[Opening Records to process section]

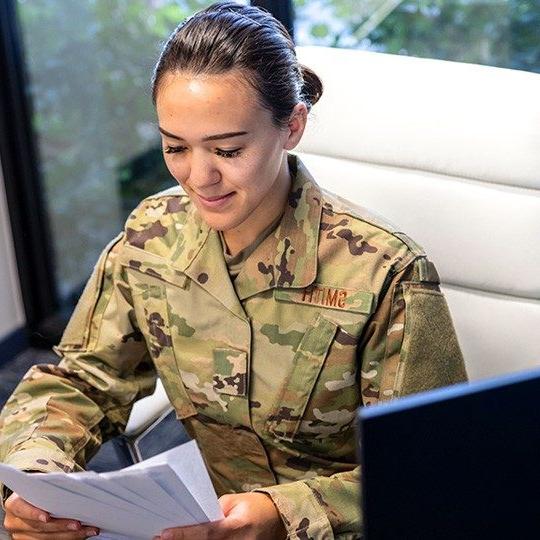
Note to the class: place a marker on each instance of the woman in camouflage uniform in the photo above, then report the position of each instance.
(270, 308)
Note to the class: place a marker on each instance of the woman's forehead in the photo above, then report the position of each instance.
(221, 97)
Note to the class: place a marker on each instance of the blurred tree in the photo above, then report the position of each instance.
(90, 64)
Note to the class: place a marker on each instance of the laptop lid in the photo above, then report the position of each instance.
(461, 462)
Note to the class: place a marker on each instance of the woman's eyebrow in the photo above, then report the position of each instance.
(209, 138)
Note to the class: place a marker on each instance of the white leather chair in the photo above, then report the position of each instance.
(451, 153)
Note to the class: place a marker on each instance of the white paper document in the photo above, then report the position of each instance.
(172, 489)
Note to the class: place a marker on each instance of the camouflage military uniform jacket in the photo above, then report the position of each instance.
(347, 309)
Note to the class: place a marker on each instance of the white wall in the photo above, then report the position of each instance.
(11, 306)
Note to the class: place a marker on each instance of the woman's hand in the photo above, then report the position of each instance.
(247, 516)
(26, 522)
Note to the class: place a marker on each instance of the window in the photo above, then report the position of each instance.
(501, 33)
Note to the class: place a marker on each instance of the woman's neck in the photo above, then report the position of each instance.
(269, 210)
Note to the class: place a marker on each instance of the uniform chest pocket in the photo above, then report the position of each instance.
(307, 364)
(230, 372)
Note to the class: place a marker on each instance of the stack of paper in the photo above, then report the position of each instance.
(172, 489)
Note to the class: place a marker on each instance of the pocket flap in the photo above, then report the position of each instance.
(307, 364)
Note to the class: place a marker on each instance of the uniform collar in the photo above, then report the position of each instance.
(287, 258)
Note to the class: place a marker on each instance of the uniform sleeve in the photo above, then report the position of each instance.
(409, 345)
(58, 416)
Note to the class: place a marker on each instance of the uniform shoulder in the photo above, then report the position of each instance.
(366, 222)
(170, 201)
(157, 214)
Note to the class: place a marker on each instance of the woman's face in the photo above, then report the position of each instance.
(224, 150)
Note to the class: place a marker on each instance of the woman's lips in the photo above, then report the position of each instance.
(215, 202)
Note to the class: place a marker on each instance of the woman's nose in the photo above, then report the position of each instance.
(202, 172)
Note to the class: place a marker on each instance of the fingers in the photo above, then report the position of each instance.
(216, 530)
(23, 520)
(22, 509)
(29, 535)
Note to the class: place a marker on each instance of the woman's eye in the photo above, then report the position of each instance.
(174, 149)
(228, 153)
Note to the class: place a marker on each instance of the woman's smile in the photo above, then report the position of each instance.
(216, 201)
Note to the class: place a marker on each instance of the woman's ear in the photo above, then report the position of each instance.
(296, 125)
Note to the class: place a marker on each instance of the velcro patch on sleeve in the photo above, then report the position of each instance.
(329, 297)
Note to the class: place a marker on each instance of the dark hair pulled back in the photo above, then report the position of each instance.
(227, 36)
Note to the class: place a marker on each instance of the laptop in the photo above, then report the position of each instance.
(461, 462)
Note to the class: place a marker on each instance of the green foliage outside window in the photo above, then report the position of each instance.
(503, 33)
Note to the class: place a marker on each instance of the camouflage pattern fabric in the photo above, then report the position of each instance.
(333, 310)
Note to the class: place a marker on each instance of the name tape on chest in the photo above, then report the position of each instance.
(329, 297)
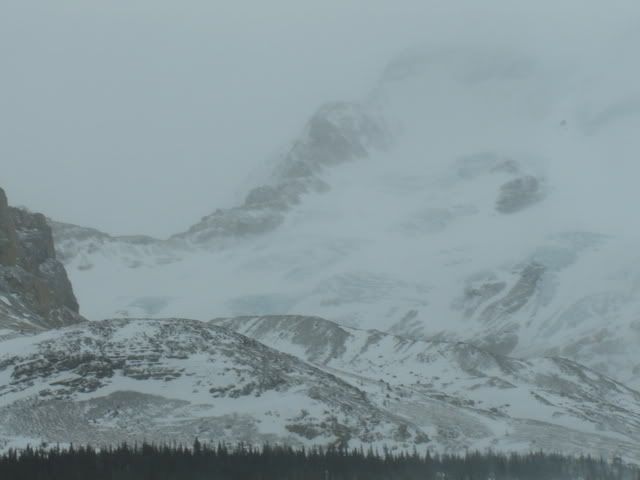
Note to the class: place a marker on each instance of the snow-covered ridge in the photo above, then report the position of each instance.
(152, 379)
(102, 382)
(500, 215)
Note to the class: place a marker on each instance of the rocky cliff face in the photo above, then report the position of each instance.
(35, 292)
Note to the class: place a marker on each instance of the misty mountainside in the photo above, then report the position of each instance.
(175, 379)
(35, 292)
(475, 194)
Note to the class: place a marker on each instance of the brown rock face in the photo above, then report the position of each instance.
(8, 241)
(35, 290)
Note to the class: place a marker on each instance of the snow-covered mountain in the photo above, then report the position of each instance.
(476, 194)
(171, 380)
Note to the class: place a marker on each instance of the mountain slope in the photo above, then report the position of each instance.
(150, 379)
(499, 216)
(35, 292)
(467, 397)
(102, 382)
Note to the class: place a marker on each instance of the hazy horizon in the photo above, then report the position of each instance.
(141, 117)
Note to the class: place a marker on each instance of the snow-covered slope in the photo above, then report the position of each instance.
(173, 380)
(157, 380)
(35, 292)
(464, 396)
(500, 214)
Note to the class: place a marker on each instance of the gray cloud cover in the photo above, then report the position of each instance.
(141, 116)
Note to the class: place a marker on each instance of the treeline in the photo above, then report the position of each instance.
(203, 462)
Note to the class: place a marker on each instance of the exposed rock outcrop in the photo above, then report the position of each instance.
(337, 133)
(519, 194)
(34, 288)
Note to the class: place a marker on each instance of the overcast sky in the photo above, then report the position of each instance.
(141, 116)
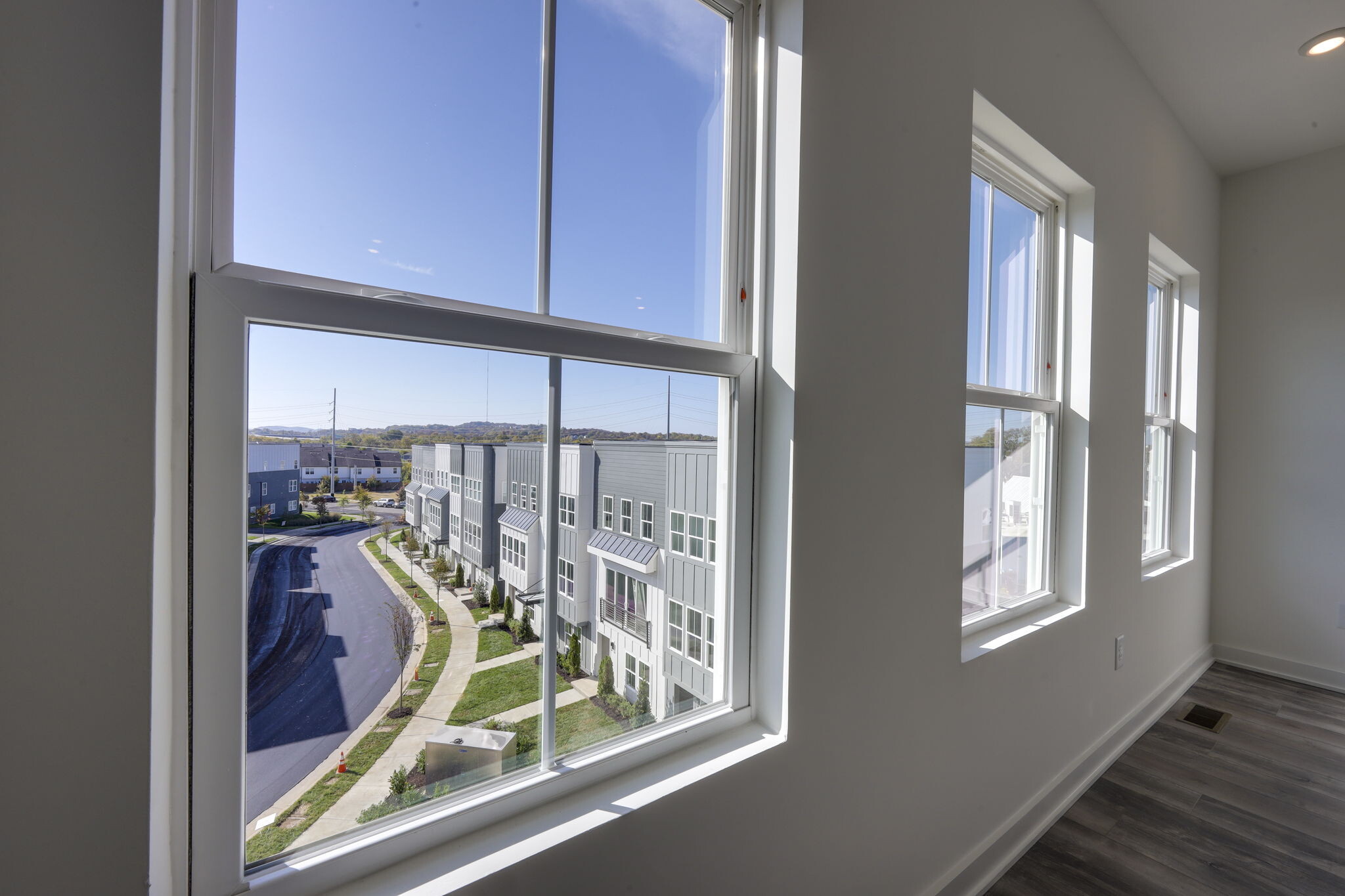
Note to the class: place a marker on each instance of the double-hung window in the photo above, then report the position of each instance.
(677, 532)
(466, 214)
(1013, 400)
(1156, 508)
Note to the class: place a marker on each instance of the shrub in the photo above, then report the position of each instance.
(397, 785)
(604, 679)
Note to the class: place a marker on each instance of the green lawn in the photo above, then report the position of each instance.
(494, 643)
(502, 688)
(322, 796)
(577, 726)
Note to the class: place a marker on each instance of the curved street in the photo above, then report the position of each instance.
(307, 691)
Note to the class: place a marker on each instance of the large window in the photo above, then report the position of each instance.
(1013, 408)
(443, 179)
(1156, 508)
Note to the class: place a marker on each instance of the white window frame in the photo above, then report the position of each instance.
(692, 538)
(1164, 367)
(231, 296)
(677, 532)
(1038, 194)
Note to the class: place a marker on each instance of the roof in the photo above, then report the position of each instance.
(639, 554)
(518, 519)
(318, 454)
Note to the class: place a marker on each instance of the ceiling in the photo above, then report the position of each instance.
(1231, 72)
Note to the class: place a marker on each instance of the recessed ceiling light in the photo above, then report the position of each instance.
(1324, 42)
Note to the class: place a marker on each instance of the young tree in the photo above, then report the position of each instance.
(401, 626)
(604, 679)
(260, 517)
(572, 656)
(439, 574)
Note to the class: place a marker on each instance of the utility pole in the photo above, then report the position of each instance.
(334, 442)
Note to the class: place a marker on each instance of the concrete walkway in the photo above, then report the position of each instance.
(430, 719)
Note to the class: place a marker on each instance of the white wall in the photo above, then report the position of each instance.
(78, 249)
(946, 753)
(1281, 511)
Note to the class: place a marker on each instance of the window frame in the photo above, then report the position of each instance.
(229, 297)
(1164, 367)
(1019, 182)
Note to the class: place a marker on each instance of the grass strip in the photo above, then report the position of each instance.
(494, 643)
(362, 757)
(494, 691)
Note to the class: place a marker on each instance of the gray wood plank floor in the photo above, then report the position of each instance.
(1255, 809)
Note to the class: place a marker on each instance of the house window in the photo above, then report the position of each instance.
(695, 536)
(1013, 408)
(565, 571)
(676, 626)
(1156, 508)
(265, 172)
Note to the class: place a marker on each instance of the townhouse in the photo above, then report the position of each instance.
(273, 477)
(636, 550)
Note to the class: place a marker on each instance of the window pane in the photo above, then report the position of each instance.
(322, 654)
(978, 281)
(653, 591)
(639, 164)
(1155, 508)
(1155, 403)
(1006, 464)
(359, 150)
(1013, 296)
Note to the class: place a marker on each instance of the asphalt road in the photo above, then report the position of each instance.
(345, 680)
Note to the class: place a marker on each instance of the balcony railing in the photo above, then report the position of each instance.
(626, 620)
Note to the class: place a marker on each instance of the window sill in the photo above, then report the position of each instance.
(1024, 622)
(1156, 566)
(441, 851)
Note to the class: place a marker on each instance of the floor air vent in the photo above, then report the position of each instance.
(1206, 717)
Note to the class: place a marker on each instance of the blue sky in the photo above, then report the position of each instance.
(396, 144)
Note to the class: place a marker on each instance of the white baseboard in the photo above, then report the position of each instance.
(1006, 845)
(1329, 679)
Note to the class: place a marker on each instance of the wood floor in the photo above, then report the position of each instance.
(1256, 809)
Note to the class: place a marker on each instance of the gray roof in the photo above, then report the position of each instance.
(628, 548)
(518, 519)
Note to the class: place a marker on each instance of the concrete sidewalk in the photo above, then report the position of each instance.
(433, 714)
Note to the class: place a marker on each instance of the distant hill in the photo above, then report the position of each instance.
(409, 435)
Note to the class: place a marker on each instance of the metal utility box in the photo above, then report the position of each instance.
(467, 756)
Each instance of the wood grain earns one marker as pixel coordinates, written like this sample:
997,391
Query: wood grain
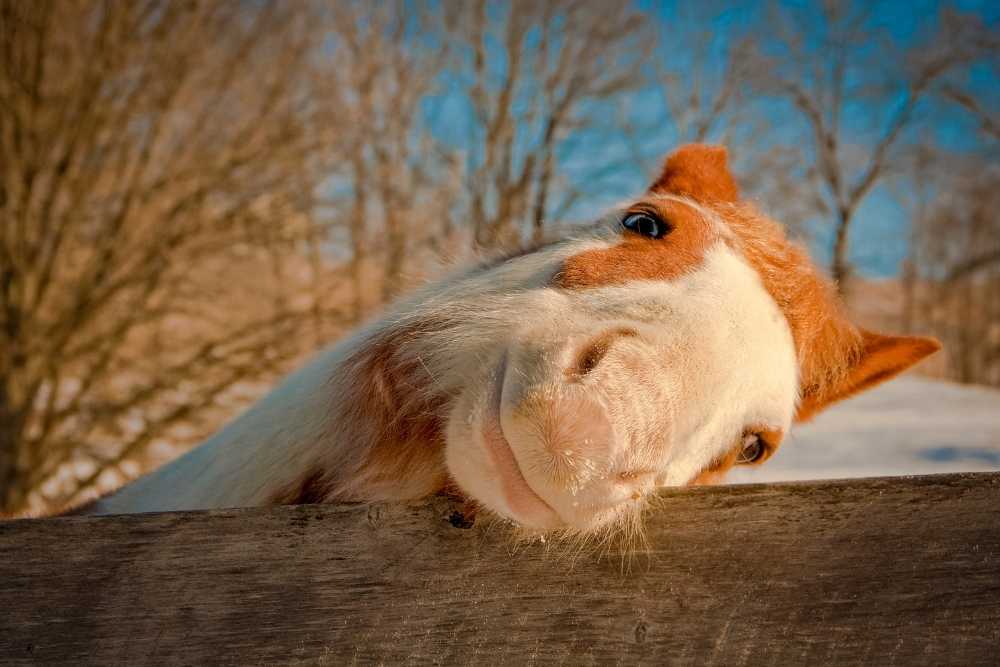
877,571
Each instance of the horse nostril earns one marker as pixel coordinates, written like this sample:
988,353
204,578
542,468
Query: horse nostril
589,355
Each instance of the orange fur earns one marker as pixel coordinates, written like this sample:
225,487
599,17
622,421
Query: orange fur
836,358
640,258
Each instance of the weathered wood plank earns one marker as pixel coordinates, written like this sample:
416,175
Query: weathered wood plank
879,571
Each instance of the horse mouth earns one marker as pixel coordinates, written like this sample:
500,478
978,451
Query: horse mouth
523,501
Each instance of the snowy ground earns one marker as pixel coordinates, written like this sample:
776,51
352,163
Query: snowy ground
908,426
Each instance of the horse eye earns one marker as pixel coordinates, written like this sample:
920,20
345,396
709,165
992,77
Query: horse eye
752,450
646,224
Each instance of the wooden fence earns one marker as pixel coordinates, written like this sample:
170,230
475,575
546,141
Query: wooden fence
875,571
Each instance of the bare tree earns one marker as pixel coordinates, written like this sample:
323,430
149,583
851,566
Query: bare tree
540,75
154,157
838,75
956,261
386,61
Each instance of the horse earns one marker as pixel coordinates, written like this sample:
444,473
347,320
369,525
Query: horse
678,335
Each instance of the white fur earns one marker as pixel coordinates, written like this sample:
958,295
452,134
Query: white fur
710,356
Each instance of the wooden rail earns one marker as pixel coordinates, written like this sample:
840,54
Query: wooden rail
875,571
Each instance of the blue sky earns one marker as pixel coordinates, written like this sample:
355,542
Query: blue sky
879,234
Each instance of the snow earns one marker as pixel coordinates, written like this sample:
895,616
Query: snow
909,426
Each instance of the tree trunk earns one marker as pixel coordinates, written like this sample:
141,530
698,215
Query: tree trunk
10,428
840,265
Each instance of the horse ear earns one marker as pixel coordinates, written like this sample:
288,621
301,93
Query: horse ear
698,171
882,357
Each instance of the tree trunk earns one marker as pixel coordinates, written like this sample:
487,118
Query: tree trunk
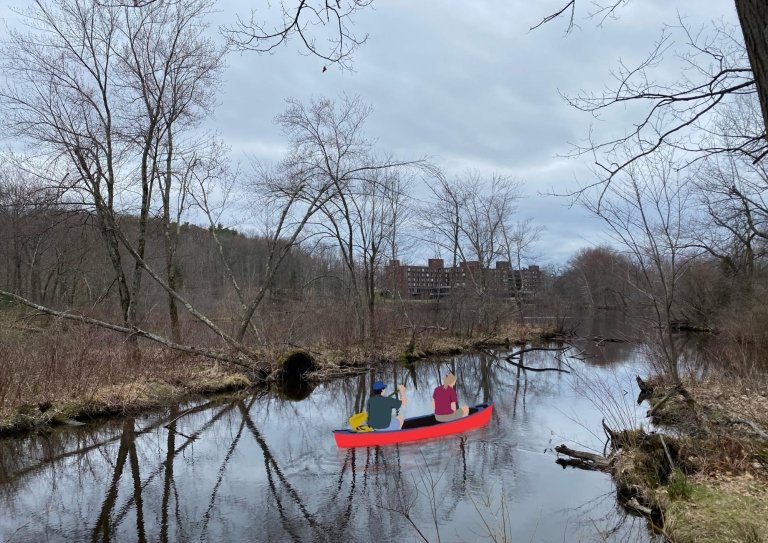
170,242
753,17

[Closing Records to process section]

* _Exercise requirements_
Produce an exact copy of only those lines that run from the line with "Query: horse mouth" to the final line of the records, including both; exclude images.

* _Result_
Query: horse mouth
523,501
Each instance of the snowy ground earns one marker as pixel coordinates, written like this sample:
776,51
352,163
Query: snowy ground
908,426
Each instance of the horse eye earns one marker as pixel coordinates, written like this sample:
920,20
345,396
709,165
992,77
Query: horse eye
752,450
646,224
Each instance of the wooden fence earns one marker as pixel coordinates, written like this sample:
170,230
475,575
546,141
Query: wooden fence
875,571
Each instance of the bare tree earns one marker as pixel coordinates, written like this sample:
323,430
149,583
851,566
Query: bare tree
540,75
154,157
838,75
956,261
386,61
Each instance of the horse earns one marker as pixel coordinates, written like this sample:
444,473
347,320
369,525
Query: horse
678,335
Each instance of the white fur earns one marker as pixel coordinates, written like this sample:
958,295
452,134
Query: white fur
710,356
Each instance of the wooden rail earns one marker as pixel coordinates, written like this sample:
840,54
Query: wooden rail
875,571
Each instance of the blue sky earns one marker as pixel coordinates, written like this sample:
355,542
Query: blue sky
879,234
Each instance of the snow earns one marker as pixel coordinates, written like this sample:
895,616
Query: snow
909,426
Each instance of the tree trunk earns one marker as pixel coordinates, written like this sample:
141,530
698,215
Query: tree trunk
10,428
840,265
Each instance of the horse ear earns one marker as pixel coordinates, written like this sample:
288,621
301,93
Query: horse ear
698,171
882,357
Each instance of the tree trunk earns one marker as pixel coordinates, written like this sample:
487,118
Query: tree trunk
170,242
753,17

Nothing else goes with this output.